[Point-per-instance localization data]
- - - - -

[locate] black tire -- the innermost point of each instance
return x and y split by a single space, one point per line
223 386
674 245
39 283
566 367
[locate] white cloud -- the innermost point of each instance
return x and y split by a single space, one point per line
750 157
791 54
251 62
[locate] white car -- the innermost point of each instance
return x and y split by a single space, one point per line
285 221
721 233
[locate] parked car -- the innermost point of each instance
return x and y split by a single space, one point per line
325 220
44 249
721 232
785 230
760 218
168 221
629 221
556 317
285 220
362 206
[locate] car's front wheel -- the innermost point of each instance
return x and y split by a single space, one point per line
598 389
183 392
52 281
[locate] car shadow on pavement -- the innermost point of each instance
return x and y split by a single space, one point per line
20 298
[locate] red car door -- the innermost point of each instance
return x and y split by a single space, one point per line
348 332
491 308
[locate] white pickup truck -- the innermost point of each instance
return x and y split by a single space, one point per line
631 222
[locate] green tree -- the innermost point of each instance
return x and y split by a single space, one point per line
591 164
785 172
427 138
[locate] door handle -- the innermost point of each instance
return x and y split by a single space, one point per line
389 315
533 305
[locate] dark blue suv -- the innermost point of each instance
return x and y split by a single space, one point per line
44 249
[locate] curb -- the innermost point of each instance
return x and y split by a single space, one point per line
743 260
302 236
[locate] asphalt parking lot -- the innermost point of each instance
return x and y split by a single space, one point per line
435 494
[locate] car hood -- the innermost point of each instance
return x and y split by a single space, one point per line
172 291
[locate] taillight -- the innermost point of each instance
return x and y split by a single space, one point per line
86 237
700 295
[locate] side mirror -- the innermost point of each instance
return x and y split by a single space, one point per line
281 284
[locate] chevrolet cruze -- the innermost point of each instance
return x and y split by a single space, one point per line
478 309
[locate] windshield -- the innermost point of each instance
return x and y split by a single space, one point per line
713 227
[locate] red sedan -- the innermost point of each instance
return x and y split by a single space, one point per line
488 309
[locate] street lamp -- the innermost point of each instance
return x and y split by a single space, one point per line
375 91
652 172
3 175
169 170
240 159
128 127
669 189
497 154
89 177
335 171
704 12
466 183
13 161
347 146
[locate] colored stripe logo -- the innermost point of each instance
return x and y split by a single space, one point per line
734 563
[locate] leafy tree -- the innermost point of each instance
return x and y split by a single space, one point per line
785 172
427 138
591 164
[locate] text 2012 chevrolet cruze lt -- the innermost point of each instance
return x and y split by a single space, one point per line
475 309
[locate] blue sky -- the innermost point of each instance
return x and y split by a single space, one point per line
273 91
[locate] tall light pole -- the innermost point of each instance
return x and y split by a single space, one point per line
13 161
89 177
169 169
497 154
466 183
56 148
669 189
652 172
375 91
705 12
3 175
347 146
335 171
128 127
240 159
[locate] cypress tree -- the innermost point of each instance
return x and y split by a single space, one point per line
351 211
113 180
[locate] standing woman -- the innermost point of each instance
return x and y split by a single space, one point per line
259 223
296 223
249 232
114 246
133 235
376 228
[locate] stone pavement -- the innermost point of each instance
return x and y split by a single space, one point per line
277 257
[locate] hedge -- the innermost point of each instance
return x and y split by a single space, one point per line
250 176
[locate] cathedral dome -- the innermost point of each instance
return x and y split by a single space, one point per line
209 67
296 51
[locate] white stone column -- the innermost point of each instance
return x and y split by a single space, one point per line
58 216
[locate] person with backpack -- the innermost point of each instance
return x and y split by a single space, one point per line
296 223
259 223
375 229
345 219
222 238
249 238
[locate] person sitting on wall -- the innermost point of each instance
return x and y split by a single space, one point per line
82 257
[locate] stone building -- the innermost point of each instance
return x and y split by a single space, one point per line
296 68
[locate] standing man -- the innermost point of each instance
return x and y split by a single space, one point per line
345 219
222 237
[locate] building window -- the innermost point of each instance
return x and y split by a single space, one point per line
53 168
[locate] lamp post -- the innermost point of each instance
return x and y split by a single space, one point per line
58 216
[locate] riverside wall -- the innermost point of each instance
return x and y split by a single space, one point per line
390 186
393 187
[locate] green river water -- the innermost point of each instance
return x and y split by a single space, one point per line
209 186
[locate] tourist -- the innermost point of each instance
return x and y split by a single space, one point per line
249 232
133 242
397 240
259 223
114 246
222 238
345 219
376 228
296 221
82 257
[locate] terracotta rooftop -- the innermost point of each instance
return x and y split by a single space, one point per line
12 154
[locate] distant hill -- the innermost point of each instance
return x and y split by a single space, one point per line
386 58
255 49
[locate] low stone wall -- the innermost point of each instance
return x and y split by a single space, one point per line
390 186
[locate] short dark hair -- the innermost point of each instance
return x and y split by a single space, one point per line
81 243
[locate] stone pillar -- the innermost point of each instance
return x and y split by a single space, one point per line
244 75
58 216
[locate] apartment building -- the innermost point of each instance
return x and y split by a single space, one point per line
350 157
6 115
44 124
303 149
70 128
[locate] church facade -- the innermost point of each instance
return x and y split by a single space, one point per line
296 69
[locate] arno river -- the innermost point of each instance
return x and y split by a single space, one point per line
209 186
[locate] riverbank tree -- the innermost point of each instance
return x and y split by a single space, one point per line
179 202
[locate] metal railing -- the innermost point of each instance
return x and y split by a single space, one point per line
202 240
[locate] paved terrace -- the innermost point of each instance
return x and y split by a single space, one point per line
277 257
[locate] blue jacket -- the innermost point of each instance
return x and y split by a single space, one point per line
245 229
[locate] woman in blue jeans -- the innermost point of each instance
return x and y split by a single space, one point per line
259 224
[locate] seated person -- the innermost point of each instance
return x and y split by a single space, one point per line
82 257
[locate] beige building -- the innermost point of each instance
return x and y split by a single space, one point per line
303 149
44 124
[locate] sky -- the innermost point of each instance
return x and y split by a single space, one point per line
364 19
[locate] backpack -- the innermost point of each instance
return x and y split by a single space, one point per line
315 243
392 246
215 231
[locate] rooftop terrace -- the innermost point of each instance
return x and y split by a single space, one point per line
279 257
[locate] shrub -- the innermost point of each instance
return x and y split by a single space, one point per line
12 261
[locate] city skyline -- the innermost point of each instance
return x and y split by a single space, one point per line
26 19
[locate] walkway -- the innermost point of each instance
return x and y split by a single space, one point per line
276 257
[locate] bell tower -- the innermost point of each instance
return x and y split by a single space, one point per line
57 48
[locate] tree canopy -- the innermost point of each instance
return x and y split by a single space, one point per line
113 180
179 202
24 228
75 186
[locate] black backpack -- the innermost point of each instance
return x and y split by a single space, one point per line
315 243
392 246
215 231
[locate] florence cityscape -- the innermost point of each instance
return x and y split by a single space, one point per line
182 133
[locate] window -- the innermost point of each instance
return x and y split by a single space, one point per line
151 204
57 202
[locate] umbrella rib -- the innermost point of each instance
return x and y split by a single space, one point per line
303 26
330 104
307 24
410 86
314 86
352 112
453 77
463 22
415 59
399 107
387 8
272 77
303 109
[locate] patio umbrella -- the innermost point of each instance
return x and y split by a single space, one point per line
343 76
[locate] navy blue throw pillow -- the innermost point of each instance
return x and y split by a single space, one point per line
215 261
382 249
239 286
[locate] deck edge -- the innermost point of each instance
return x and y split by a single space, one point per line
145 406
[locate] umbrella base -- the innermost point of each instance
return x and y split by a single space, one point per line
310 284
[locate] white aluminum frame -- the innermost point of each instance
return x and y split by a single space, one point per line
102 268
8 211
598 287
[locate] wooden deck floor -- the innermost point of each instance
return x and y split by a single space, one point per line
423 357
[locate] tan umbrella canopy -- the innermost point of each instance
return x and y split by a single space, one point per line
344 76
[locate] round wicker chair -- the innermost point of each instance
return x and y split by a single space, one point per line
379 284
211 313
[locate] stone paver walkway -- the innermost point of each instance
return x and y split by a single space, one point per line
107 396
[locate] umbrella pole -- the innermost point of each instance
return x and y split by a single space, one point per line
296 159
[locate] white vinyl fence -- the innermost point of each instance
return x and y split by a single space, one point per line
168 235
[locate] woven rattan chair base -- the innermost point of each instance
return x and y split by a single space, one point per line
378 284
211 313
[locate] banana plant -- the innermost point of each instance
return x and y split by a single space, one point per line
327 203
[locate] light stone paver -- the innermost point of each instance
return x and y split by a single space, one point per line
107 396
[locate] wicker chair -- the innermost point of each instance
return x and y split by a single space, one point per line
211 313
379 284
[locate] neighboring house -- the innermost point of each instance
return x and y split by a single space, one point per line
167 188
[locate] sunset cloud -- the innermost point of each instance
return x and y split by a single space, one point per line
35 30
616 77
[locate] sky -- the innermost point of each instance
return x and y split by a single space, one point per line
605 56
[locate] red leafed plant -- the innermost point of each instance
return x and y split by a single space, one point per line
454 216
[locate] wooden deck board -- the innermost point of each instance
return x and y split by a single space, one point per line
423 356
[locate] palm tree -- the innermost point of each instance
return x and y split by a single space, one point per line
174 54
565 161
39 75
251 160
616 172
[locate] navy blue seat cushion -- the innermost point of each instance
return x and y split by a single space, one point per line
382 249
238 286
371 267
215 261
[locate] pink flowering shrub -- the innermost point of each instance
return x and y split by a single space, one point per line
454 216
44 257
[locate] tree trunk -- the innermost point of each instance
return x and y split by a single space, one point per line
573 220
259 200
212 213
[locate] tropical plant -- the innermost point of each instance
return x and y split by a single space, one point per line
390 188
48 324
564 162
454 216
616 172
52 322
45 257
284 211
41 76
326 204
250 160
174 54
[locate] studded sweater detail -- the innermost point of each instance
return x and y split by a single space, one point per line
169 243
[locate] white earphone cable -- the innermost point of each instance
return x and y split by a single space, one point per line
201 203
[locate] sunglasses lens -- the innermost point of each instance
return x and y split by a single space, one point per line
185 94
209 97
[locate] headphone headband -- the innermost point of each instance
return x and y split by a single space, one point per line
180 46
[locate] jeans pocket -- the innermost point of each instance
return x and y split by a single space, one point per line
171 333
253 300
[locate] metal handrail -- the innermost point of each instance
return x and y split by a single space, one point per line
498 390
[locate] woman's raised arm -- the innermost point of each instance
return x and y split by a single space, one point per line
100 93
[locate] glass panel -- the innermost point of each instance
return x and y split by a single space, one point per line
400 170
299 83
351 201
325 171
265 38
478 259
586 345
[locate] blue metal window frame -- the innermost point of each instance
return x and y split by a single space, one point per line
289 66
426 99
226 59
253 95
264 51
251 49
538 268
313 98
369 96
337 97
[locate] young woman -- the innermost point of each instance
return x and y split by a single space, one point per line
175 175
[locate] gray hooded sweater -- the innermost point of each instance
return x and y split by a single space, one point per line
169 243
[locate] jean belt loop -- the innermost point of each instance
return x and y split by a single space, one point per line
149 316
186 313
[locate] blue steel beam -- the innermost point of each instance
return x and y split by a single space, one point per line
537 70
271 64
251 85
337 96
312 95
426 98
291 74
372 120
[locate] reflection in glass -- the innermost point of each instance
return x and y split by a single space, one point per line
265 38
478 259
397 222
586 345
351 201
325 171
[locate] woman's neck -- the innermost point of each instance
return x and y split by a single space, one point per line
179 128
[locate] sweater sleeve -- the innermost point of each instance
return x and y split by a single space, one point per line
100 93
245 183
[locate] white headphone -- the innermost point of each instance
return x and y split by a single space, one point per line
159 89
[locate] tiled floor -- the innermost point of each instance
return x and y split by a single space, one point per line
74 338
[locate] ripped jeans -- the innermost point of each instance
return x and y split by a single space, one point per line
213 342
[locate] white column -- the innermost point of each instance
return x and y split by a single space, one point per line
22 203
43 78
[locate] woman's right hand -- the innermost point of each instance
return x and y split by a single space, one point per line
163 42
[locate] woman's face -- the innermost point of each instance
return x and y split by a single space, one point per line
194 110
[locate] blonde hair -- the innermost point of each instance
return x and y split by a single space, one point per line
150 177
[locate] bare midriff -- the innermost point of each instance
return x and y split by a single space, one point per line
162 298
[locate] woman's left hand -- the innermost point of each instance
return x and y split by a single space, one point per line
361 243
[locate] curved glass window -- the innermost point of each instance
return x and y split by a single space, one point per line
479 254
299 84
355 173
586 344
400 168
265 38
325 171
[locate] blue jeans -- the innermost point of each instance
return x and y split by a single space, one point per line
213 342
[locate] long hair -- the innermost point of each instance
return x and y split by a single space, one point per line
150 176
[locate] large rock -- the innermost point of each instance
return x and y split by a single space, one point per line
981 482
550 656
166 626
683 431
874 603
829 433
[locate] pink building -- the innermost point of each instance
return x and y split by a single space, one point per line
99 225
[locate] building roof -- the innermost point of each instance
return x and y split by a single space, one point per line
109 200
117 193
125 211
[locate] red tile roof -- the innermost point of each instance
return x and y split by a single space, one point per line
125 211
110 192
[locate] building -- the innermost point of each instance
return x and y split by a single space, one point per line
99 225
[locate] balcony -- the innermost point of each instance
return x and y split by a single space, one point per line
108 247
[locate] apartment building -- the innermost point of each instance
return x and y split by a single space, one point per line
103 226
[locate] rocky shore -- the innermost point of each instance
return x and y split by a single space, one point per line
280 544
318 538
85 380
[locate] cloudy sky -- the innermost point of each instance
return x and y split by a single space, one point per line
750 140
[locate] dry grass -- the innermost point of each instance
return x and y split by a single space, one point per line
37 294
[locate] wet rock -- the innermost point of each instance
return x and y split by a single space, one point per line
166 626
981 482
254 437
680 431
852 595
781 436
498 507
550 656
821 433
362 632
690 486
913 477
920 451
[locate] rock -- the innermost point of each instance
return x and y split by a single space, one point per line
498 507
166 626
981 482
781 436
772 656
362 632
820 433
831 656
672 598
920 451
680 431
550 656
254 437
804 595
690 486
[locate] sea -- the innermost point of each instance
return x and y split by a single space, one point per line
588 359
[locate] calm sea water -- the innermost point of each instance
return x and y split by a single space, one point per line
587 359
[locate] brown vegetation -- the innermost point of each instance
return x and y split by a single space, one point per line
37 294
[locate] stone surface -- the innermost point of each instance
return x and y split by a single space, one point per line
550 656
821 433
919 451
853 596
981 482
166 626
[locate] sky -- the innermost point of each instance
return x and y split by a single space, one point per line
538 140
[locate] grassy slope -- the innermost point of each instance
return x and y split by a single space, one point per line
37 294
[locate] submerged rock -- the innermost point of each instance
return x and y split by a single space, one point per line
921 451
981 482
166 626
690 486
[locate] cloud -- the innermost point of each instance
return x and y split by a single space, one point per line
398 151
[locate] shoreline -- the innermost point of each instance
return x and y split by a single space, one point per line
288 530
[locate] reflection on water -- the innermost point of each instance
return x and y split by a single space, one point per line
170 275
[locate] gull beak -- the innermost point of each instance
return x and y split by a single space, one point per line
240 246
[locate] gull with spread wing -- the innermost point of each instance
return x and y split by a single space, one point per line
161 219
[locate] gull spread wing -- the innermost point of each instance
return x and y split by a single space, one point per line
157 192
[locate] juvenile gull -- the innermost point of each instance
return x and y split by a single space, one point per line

- - - - -

- [What is being asked]: Retype exactly, and only, the lines above from the one where "[locate] pink building" occurs up to and including the one where "[locate] rock -- the" occurs.

- [Answer]:
[locate] pink building -- the innermost point of each instance
return x and y split by a single space, one point per line
99 225
[locate] building roof -- the innermost point of each instance
return x and y split by a single space, one point per line
109 200
117 193
125 211
[locate] red tile roof -- the innermost point of each instance
return x and y split by a single space, one point per line
125 211
110 192
[locate] building -- the innermost point of each instance
return x and y split by a single space, one point per line
99 225
[locate] balcony -- the innermost point of each instance
return x and y split by a single space, one point per line
108 247
[locate] apartment building -- the innermost point of each instance
return x and y split by a single space, one point per line
103 226
[locate] rocky shore -- the innermost point of each instance
return x and y split by a single space, one point per line
280 544
318 538
85 380
[locate] cloudy sky -- the innermost point of each instance
return x and y split by a single space, one point per line
750 140
[locate] dry grass -- the innermost point of each instance
return x and y split by a single space, one point per line
37 294
[locate] wet rock -- the innermost point of each instance
return x and y split by a single space, one point per line
166 626
981 482
254 437
680 431
852 595
781 436
498 507
550 656
821 433
362 632
690 486
913 477
920 451
[locate] rock -- the innermost point of each instance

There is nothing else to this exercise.